__Task directions__
Each line of the data below containing "woman" needs to be listed.

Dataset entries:
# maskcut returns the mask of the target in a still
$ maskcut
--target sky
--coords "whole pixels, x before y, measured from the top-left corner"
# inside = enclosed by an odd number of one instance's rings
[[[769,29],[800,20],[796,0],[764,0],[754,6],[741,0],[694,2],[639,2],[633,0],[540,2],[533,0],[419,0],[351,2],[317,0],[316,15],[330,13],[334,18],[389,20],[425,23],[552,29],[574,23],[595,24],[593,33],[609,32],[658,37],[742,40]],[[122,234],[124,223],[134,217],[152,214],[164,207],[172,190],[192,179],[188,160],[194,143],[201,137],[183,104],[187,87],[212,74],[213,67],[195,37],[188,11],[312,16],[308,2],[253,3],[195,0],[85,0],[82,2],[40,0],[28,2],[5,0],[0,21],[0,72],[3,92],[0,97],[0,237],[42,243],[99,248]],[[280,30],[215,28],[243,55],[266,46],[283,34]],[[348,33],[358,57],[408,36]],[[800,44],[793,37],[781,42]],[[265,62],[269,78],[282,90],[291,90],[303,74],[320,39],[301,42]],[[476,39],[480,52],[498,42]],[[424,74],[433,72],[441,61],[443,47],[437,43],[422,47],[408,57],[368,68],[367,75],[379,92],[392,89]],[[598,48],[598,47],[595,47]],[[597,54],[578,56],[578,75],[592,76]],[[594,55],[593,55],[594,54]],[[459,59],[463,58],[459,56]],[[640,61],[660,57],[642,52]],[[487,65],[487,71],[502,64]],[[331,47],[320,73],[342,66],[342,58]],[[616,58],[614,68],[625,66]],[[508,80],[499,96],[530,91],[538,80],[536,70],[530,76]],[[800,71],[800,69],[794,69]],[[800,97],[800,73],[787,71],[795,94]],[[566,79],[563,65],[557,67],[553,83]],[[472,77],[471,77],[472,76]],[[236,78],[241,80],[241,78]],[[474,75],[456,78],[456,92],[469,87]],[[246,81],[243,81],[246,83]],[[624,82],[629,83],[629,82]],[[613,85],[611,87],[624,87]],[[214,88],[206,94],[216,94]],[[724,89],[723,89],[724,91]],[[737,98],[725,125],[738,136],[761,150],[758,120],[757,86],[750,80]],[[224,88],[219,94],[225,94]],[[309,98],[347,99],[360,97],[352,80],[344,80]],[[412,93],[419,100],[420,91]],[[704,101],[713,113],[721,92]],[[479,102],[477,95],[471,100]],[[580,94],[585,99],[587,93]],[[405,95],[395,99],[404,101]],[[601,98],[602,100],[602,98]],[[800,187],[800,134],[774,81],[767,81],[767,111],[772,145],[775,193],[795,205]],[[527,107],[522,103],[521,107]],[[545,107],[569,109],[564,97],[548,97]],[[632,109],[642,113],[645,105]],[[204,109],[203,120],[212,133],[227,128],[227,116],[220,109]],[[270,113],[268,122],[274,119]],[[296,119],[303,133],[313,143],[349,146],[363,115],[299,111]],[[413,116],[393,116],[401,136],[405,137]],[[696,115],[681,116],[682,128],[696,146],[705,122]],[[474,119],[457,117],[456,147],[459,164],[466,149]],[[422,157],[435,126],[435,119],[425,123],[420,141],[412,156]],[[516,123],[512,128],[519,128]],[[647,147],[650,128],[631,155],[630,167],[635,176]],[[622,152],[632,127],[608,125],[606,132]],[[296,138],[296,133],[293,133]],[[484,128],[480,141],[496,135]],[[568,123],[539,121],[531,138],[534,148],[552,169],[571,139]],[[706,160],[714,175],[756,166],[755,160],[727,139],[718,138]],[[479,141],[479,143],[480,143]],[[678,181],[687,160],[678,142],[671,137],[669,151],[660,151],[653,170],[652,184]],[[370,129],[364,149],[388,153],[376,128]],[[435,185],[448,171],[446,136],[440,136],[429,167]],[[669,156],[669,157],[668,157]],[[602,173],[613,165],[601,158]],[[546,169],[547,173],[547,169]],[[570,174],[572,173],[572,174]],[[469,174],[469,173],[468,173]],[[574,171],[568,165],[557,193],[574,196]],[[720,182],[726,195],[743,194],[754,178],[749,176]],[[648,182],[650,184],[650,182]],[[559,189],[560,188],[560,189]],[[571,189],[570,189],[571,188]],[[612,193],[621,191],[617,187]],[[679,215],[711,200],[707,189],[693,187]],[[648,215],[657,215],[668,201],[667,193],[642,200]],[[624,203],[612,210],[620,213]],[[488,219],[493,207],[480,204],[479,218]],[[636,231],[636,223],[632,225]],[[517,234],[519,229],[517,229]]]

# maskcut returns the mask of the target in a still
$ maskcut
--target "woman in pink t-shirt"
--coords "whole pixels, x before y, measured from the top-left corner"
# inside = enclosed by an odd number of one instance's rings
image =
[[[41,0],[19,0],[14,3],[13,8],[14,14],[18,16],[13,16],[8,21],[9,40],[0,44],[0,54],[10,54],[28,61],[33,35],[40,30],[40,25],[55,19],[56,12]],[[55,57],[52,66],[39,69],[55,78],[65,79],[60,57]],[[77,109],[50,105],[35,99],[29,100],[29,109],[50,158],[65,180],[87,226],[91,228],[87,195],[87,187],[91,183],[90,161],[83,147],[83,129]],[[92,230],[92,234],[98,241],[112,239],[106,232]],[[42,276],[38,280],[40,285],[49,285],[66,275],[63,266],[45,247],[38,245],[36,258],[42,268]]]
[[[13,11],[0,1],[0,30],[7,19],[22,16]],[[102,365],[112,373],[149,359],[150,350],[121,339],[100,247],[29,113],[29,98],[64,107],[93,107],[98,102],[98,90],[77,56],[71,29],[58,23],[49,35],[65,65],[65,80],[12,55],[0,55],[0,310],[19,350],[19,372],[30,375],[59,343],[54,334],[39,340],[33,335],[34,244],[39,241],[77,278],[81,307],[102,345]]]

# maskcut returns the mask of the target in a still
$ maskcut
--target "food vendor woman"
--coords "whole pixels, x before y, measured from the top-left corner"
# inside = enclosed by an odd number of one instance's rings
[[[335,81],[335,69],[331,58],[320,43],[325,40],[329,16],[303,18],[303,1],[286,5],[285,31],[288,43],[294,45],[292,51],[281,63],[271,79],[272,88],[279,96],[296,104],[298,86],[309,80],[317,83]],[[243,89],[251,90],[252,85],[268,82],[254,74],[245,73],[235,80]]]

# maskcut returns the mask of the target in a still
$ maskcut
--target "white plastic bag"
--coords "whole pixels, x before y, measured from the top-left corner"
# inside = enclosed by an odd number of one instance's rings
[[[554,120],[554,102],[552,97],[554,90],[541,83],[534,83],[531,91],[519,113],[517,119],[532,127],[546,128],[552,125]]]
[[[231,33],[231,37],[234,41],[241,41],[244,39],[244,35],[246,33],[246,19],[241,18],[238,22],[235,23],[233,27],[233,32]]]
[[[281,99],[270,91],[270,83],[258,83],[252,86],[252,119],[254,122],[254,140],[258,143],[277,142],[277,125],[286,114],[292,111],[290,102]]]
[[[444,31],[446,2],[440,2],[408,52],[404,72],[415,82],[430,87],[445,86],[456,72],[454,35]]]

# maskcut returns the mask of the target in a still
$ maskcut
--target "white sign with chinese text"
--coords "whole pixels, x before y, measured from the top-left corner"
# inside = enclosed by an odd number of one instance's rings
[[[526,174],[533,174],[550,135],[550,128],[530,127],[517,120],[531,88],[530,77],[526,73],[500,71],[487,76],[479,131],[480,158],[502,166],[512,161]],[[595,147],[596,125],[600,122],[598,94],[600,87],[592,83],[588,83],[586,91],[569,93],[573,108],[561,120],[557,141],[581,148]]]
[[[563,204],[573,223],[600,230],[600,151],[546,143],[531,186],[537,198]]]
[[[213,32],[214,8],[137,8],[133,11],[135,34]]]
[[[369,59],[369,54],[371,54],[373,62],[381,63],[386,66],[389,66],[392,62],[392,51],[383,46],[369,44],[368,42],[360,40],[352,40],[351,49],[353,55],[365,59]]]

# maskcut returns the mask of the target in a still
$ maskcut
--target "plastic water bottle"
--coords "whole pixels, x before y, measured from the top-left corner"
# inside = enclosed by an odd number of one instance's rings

__Exercise solution__
--target "woman in pink t-shirt"
--target "food vendor woman"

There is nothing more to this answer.